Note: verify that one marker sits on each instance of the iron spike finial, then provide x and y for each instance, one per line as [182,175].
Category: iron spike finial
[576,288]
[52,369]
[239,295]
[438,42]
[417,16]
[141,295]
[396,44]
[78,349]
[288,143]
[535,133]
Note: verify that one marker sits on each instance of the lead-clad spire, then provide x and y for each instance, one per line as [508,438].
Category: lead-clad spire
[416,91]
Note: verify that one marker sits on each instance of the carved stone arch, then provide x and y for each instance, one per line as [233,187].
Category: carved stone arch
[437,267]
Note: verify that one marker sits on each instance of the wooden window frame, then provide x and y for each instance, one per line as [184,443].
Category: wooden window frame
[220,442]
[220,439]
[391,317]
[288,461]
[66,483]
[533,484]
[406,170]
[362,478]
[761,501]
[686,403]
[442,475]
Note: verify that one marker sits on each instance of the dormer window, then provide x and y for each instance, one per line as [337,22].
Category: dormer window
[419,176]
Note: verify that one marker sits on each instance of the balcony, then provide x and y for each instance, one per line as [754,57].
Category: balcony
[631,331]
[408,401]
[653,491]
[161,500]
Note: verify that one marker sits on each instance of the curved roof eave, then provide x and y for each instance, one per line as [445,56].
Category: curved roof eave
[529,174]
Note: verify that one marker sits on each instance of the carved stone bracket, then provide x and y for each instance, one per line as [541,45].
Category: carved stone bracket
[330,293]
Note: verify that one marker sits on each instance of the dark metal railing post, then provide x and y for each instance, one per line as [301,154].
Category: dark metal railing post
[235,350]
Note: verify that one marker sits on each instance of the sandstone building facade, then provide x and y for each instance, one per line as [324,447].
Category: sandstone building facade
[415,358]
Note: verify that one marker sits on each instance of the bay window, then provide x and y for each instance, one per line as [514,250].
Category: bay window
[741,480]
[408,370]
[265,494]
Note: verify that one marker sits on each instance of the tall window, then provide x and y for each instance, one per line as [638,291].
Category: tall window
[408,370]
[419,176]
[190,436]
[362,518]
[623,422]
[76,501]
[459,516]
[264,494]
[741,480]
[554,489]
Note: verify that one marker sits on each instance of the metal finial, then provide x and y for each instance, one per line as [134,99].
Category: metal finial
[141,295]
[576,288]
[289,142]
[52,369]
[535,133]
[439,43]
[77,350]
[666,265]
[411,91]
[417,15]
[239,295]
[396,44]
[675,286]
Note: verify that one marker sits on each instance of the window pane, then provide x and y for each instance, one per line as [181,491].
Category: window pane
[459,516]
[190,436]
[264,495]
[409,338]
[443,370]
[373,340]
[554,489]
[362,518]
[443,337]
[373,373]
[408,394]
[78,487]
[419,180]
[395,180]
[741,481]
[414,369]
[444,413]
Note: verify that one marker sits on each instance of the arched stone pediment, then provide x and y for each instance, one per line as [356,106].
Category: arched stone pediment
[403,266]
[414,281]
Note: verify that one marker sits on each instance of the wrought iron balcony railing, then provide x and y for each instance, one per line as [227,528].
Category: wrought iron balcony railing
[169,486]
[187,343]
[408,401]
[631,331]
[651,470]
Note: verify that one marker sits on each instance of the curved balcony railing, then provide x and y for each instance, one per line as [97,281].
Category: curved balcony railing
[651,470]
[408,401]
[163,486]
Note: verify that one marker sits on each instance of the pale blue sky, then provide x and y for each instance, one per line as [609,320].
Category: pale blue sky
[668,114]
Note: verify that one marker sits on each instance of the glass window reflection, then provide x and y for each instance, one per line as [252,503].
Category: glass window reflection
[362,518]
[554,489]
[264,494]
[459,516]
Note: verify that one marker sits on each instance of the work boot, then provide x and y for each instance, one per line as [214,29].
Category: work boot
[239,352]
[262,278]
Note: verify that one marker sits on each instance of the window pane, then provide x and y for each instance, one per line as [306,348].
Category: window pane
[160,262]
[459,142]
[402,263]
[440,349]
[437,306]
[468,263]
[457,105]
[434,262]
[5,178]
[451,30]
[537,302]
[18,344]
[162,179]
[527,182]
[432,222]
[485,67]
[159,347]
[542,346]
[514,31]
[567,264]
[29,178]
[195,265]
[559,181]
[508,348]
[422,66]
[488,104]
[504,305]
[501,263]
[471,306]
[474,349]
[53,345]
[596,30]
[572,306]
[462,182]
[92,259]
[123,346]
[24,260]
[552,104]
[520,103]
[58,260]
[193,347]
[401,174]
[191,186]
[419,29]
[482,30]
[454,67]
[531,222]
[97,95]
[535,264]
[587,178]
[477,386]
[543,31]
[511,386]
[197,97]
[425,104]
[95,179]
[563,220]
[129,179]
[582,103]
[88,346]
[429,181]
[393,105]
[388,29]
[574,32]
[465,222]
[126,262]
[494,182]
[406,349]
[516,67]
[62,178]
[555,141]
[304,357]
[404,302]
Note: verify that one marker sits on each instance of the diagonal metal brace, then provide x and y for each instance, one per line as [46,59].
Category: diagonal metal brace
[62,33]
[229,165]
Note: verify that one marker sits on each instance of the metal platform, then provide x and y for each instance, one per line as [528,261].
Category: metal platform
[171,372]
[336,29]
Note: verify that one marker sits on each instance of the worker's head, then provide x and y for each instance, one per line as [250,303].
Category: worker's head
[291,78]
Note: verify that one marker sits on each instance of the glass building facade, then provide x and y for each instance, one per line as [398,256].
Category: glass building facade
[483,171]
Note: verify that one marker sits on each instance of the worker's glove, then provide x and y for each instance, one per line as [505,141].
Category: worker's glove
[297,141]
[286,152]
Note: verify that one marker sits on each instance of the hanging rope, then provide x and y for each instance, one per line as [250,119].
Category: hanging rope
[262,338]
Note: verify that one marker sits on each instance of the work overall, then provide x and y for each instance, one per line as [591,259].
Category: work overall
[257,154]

· · · · ·

Problem statement
Extract every line of the records above and reproduce each one verbatim, keeping the original order.

Correct response
Note: verify that one marker sits on each instance of the iron spike finial, then provide x and y for each instance, one per line as [182,175].
Category: iron spike finial
[576,288]
[52,369]
[239,295]
[438,42]
[417,16]
[141,295]
[396,44]
[78,349]
[288,143]
[535,133]
Note: verify that one marker sits on each instance of the lead-clad spire, then provide x and y for each instance, one per line as [508,438].
Category: lead-clad spire
[416,91]
Note: verify that one marker sits on each instance of the carved stone arch, then provide x and y for each instance, one per line as [233,187].
Category: carved stone arch
[437,267]
Note: verify that one marker sits on each instance of the wooden window frame, then provide x and y for each instance, one per line as [184,443].
Category: wooden window frame
[220,442]
[220,439]
[391,317]
[288,461]
[66,483]
[533,484]
[406,170]
[362,478]
[761,501]
[686,403]
[442,475]
Note: verify that one marker sits on each instance of the dormer window, then provide x and y for each instance, one per line as [337,22].
Category: dormer window
[419,176]
Note: verify that one marker sits on each instance of the balcony, then provide x and y for each instance, one per line as [754,57].
Category: balcony
[631,331]
[408,401]
[653,491]
[161,500]
Note: verify that one marker sits on each instance of the curved roof eave, then provide x and y for each instance, one per line as [445,56].
Category: curved roof eave
[529,174]
Note: verify that one marker sits on each instance of the carved stone bracket, then provide x and y for each instance, one per line as [541,45].
Category: carved stone bracket
[330,293]
Note: verify that one marker sits on each instance of the dark metal railing post, then provide x and y for each instance, one per line as [301,154].
Category: dark metal railing post
[235,350]
Note: verify that one marker sits on each instance of the sandstone building facade, then provide x and y for each instance, one per line as [324,447].
Category: sandstone building facade
[415,358]
Note: verify that one marker sits on each instance of the bay window, then provide x and y for each instance, one per line as [514,250].
Category: bay window
[741,480]
[408,370]
[265,494]
Note: verify that one marker sits on each instance of the tall window, then provide x and y for each instance, one per line as [638,291].
Category: tall window
[408,370]
[419,176]
[190,436]
[362,518]
[623,422]
[76,501]
[459,516]
[264,494]
[741,480]
[554,489]
Note: verify that one marker sits on each instance of the metal finial, then provide x and y for each instance, one per line as [134,99].
Category: metal finial
[141,295]
[576,288]
[289,142]
[52,369]
[535,133]
[439,43]
[77,350]
[666,265]
[411,91]
[417,15]
[239,295]
[396,44]
[675,286]
Note: verify that one marker sits on each instance of the window pane, then provide x and y for each instance, one per line as [181,491].
Category: window pane
[459,516]
[190,436]
[264,495]
[409,338]
[443,370]
[373,340]
[554,489]
[362,518]
[443,337]
[373,373]
[408,394]
[78,487]
[419,180]
[395,180]
[741,481]
[414,369]
[444,413]
Note: verify that one marker sits on each instance of the arched stone pediment, then provide x and y for each instance, one per line as [356,106].
Category: arched stone pediment
[403,266]
[414,281]
Note: verify that one marker sits on each instance of the wrought iron balcony railing, then provide x and y for each instance, one per line as [227,528].
Category: wrought iron balcony railing
[169,486]
[187,343]
[408,401]
[631,331]
[651,470]
Note: verify that one marker sits on each instance of the curved balcony railing, then provide x and y for each instance, one per line as [97,281].
Category: curved balcony railing
[651,470]
[408,401]
[163,486]
Note: verify that one marker sits on each instance of the pale blue sky, then provide x and y for each instance, one per line as [609,320].
Category: pale blue sky
[668,114]
Note: verify that one marker sits on each instance of the glass window reflection, then provide x and y for each instance, one per line as [252,503].
Category: glass window reflection
[362,518]
[554,489]
[264,494]
[459,516]
Note: verify that one marker sits on each instance of the work boot, then provide x and y for each instance, one per line as [214,29].
Category: work boot
[239,352]
[262,278]
Note: verify that one marker sits on each instance of the window pane, then provide x and y for each instance, one per line as [306,348].
Category: window pane
[160,262]
[459,142]
[402,263]
[440,349]
[437,306]
[468,263]
[457,105]
[434,262]
[5,178]
[451,30]
[537,302]
[18,344]
[162,179]
[527,182]
[432,222]
[485,67]
[159,347]
[542,346]
[514,31]
[567,264]
[29,178]
[195,265]
[559,181]
[508,348]
[422,66]
[488,104]
[504,305]
[501,263]
[471,306]
[474,349]
[53,345]
[596,30]
[572,306]
[462,182]
[92,259]
[123,346]
[24,260]
[552,104]
[520,103]
[58,260]
[193,347]
[401,174]
[191,186]
[419,29]
[482,30]
[454,67]
[531,222]
[97,95]
[535,264]
[587,178]
[477,386]
[543,31]
[511,386]
[197,97]
[425,104]
[95,179]
[563,220]
[129,179]
[582,103]
[88,346]
[429,181]
[393,105]
[388,29]
[574,32]
[465,222]
[126,262]
[494,182]
[406,349]
[516,67]
[62,178]
[555,141]
[304,357]
[404,302]
Note: verify that one marker sits on each instance of the diagonal metal brace, then provide x and y for each instance, one per line as [46,59].
Category: diagonal metal brace
[62,33]
[229,165]
Note: verify that one marker sits on each instance of the metal platform, then provide x and y for each instance, one per line as [528,261].
Category: metal platform
[171,372]
[336,29]
Note: verify that one marker sits on each instance of the worker's head, then provide x and y for each instance, one per line as [250,303].
Category: worker's head
[291,78]
Note: verify that one marker sits on each instance of the glass building facade, then provide x and y for each instance, one per line as [398,256].
Category: glass building facade
[483,171]
Note: verify that one marker sits on each instance of the worker's glove, then provide x and y for each instance, one per line as [505,141].
Category: worker's glove
[297,141]
[286,152]
Note: verify that one marker sits on each instance of the hanging rope, then provide x and y for each instance, one per line as [250,119].
Category: hanging rope
[262,338]
Note: verify that one marker sits on each instance of the work overall, then provide x and y for each instance, one per line as [591,259].
Category: work overall
[257,154]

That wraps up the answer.